Take the material and output all of it exactly.

++++++++++++++++++++

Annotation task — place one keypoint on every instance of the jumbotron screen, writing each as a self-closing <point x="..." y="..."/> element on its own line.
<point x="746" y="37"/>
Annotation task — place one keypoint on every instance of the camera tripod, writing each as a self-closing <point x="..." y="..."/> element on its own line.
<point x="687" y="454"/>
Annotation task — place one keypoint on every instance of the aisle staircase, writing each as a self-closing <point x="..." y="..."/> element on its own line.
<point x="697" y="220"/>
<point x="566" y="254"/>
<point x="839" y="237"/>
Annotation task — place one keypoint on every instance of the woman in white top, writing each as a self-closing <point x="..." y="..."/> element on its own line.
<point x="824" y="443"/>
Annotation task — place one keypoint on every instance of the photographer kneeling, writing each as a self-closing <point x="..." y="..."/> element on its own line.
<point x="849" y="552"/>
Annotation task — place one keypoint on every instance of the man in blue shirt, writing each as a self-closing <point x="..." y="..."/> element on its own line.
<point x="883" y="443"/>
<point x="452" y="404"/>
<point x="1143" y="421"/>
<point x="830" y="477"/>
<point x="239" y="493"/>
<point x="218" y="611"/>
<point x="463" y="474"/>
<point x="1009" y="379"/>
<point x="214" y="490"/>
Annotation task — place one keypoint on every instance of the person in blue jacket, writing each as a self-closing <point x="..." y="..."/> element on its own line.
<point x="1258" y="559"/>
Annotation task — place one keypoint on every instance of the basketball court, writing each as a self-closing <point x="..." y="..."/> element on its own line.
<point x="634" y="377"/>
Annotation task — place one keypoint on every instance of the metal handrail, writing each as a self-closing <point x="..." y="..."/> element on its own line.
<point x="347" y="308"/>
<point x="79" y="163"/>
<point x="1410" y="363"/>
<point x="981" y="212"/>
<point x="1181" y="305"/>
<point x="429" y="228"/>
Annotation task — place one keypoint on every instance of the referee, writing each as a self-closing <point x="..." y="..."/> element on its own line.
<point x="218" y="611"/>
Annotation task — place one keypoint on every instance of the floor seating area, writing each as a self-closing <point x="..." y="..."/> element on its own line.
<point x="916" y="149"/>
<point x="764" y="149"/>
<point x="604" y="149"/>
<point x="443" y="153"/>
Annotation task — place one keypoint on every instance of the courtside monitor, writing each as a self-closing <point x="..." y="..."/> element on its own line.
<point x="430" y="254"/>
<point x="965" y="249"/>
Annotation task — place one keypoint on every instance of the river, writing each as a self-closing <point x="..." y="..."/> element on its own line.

++++++++++++++++++++

▶ Solution to this problem:
Annotation task — place one keypoint on every instance of the jumbotron screen, writing each as a self-closing <point x="..." y="..."/> element on its own line.
<point x="746" y="37"/>
Annotation task — place one keypoint on every instance of the camera tripod, writing each as a self-closing <point x="..." y="..."/> element on its own line.
<point x="687" y="454"/>
Annotation task — place one keypoint on every instance of the aisle staircase, writing each as a self-closing <point x="..." y="..."/> element on its own line.
<point x="697" y="220"/>
<point x="566" y="254"/>
<point x="839" y="237"/>
Annotation task — place one keypoint on every instance of the woman in white top, writing each as a self-closing <point x="..." y="..."/> element on its own line.
<point x="824" y="443"/>
Annotation task — place one keypoint on every instance of the photographer kneeling, writing each as a self-closing <point x="..." y="..."/> element on its own line.
<point x="849" y="552"/>
Annotation task — place one keypoint on every instance of the man in blue shirt, writing each as a self-closing <point x="..." y="..."/> element on its own line.
<point x="883" y="443"/>
<point x="452" y="404"/>
<point x="1143" y="421"/>
<point x="830" y="477"/>
<point x="239" y="493"/>
<point x="218" y="611"/>
<point x="463" y="474"/>
<point x="1009" y="379"/>
<point x="214" y="490"/>
Annotation task — place one keypoint on every instance of the person in blue jacket, writing each as a self-closing <point x="..." y="..."/> element on its own line.
<point x="1258" y="559"/>
Annotation task — place one keypoint on every instance of the basketball court, writing each as a self-closing <point x="..." y="..."/> element on its own line.
<point x="634" y="377"/>
Annotation task — place one keypoint on every instance of the metal handrail, writing each as a self-closing <point x="..." y="..."/> element on its own line.
<point x="347" y="308"/>
<point x="79" y="163"/>
<point x="1410" y="363"/>
<point x="981" y="212"/>
<point x="1181" y="305"/>
<point x="429" y="228"/>
Annotation task — place one keypoint on every instance of the referee, writing each as a self-closing <point x="..." y="..."/> element on its own line.
<point x="218" y="611"/>
Annotation task — place one keypoint on every instance of the floor seating area, writing each as a self-closing <point x="..." y="..."/> element on its own line.
<point x="916" y="149"/>
<point x="764" y="149"/>
<point x="604" y="149"/>
<point x="443" y="153"/>
Annotation task — place one keypoint on every instance of the courtside monitor, writing each as a self-closing <point x="..." y="..."/> element on its own line.
<point x="430" y="254"/>
<point x="965" y="249"/>
Annotation task — place one keypoint on every instance of the river, writing each as a self-closing <point x="..." y="..."/> element on its own line.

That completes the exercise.